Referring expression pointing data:
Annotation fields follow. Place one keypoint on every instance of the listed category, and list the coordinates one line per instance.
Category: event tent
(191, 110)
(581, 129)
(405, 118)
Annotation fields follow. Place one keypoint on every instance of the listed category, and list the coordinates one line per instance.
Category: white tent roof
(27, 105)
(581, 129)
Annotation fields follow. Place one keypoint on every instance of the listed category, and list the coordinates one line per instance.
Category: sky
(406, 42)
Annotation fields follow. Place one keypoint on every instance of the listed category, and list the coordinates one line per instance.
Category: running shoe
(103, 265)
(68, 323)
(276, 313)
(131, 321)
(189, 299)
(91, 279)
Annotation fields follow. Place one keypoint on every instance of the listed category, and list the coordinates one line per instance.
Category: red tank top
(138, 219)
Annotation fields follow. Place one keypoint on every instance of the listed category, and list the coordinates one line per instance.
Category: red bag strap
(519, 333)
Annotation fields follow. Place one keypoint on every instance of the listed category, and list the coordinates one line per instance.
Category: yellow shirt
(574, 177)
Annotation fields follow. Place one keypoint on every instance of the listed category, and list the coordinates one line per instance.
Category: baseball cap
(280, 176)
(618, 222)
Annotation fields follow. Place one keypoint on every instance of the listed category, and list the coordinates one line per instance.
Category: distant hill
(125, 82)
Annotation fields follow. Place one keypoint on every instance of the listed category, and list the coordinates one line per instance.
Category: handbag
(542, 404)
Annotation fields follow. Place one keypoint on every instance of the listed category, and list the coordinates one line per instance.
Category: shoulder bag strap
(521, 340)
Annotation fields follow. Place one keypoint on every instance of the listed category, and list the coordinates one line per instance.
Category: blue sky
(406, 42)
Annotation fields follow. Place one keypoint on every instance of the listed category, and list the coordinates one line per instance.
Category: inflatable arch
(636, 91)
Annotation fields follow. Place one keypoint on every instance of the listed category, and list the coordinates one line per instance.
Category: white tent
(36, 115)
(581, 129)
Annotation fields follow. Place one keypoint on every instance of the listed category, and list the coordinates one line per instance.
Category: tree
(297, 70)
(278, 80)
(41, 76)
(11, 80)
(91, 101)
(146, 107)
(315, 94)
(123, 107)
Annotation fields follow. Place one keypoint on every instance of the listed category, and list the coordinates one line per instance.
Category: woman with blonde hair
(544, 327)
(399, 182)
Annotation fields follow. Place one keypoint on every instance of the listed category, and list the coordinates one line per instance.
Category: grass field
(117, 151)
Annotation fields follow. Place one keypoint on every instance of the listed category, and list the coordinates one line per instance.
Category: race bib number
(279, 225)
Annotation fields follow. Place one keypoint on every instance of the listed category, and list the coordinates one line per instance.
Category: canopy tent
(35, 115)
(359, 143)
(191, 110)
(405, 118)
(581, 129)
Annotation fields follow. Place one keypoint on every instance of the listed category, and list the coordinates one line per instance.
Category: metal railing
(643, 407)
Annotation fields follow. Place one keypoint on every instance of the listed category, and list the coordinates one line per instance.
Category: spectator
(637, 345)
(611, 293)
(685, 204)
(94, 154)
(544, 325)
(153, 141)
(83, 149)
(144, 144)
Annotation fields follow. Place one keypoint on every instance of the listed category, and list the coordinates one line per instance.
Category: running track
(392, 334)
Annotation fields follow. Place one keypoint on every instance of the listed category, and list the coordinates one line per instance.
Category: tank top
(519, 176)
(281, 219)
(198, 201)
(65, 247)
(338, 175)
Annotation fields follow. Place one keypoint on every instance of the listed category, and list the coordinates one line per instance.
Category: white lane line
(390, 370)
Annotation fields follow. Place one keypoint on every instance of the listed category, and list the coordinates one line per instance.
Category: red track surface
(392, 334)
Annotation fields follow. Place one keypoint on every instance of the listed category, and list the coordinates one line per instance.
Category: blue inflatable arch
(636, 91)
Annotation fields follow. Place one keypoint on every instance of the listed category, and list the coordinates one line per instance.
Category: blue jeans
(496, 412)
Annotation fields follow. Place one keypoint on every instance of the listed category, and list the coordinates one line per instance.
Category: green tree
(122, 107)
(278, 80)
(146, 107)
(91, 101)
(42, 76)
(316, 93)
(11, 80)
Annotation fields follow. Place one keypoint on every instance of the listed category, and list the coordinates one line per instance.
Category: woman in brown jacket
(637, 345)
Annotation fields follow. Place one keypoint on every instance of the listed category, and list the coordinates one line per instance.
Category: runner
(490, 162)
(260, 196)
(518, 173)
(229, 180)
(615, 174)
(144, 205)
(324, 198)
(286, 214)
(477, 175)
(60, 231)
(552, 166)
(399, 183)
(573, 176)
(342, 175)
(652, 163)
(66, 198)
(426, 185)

Exercise aim: Your answer should consist only of the lines from the one with "Category: blue jeans" through the end of the data above, reproduced exactly.

Problem solution:
Category: blue jeans
(496, 412)
Annotation fields follow. Place one keypoint on every instance of the listed category, and list the coordinates one line per instance.
Category: green tree
(122, 107)
(278, 80)
(146, 107)
(91, 101)
(42, 76)
(316, 93)
(11, 80)
Annotation fields follow. Place one keypoint on every instance of the listed category, and list the coordinates one line per instance.
Category: woman in brown jacket
(637, 345)
Annotation fields follow. Place one keypoint on every instance of the listed category, and list the coordinates one line per instance.
Category: runner
(490, 162)
(260, 196)
(518, 173)
(229, 180)
(615, 174)
(144, 205)
(324, 198)
(286, 214)
(477, 175)
(60, 231)
(552, 166)
(399, 183)
(573, 176)
(342, 175)
(652, 163)
(66, 198)
(426, 185)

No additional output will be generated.